---------- EXTRACT

Keynote Address by the Deputy Minister of Justice and Constitutional Development, the Hon JH Jeffery, MP at a Workshop on the Trafficking in Persons Act, held at the Sheraton Hotel, Arcadia, 19 June 2017
First Counsellor of the EU Delegation to South Africa, Mr Manuel Iglesias Roa
Representatives of the European Union, the United Nations Office on Drugs and Crime, the International Organization for Migrants and the United Nations Children’s Fund
Representatives from various civil society organisations
Representatives from government departments, SARS, SAPS and the National Prosecuting Authority
Ladies and gentlemen
Human beings are not for sale.
Yet, human trafficking happens the world over, affecting every country of the world – either as countries of origin, transit or destination or combination of them all.
The UNODC’s 2014 report found that victims of 152 different citizenships were identified in 124 countries across the world. In the report at least 510 different trafficking flows were detected. Some 49% of detected victims were adult women and 33% of detected victims were children.
Sub-Saharan Africa reported the highest share of child trafficking in the world, and girls and boys are more or less equally detected.

--------------------
---------- SUPPLIED INFORMATION

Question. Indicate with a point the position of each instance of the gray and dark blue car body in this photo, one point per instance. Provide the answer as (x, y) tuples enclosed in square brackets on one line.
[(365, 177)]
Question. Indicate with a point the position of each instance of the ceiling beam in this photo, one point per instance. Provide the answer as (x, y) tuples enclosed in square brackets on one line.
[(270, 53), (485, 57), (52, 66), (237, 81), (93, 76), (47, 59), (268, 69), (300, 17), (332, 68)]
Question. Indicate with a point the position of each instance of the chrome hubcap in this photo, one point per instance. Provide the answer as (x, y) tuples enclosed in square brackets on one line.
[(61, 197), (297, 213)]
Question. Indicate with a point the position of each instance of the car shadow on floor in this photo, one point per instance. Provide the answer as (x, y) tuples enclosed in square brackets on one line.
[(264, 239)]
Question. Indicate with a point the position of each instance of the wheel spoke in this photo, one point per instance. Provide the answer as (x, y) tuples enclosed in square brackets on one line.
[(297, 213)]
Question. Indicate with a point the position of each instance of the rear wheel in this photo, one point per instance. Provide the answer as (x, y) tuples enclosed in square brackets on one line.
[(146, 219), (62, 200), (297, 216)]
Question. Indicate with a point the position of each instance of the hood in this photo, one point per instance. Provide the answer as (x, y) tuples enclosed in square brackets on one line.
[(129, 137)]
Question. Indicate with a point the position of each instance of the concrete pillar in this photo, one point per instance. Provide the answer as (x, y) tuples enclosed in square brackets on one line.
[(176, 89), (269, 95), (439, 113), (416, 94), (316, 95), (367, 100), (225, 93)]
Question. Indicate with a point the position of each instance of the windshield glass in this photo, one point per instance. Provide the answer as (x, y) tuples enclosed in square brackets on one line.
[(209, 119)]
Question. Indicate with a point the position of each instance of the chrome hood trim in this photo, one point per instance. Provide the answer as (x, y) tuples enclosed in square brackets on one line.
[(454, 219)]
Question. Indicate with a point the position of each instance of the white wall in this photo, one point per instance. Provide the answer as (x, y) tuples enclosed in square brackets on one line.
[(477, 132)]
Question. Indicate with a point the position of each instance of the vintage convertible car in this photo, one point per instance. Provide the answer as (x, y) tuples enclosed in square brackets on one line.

--------------------

§ **WHAT TO WORK ON**:
**A)** How would you put this sentence from the keynote address into French: "Sub-Saharan Africa reported the highest share of child trafficking in the world, and girls and boys are more or less equally detected."
**B)** Can you render the records, from their first line up to and including the line with "[(61, 197), (297, 213)]", as a Markdown table with the columns Row and Line, numbering each line and skipping blank lines?
The records bear no relation to the keynote address.

§ **ANSWERS FOR THE TASKS**:
**A)** L'Afrique subsaharienne a signalé la plus forte proportion de traite d'enfants au monde, et les filles et les garçons sont détectés dans des proportions à peu près égales.

**B)**
| Row | Line |
|---|---|
| 1 | Question. Indicate with a point the position of each instance of the gray and dark blue car body in this photo, one point per instance. Provide the answer as (x, y) tuples enclosed in square brackets on one line. |
| 2 | [(365, 177)] |
| 3 | Question. Indicate with a point the position of each instance of the ceiling beam in this photo, one point per instance. Provide the answer as (x, y) tuples enclosed in square brackets on one line. |
| 4 | [(270, 53), (485, 57), (52, 66), (237, 81), (93, 76), (47, 59), (268, 69), (300, 17), (332, 68)] |
| 5 | Question. Indicate with a point the position of each instance of the chrome hubcap in this photo, one point per instance. Provide the answer as (x, y) tuples enclosed in square brackets on one line. |
| 6 | [(61, 197), (297, 213)] |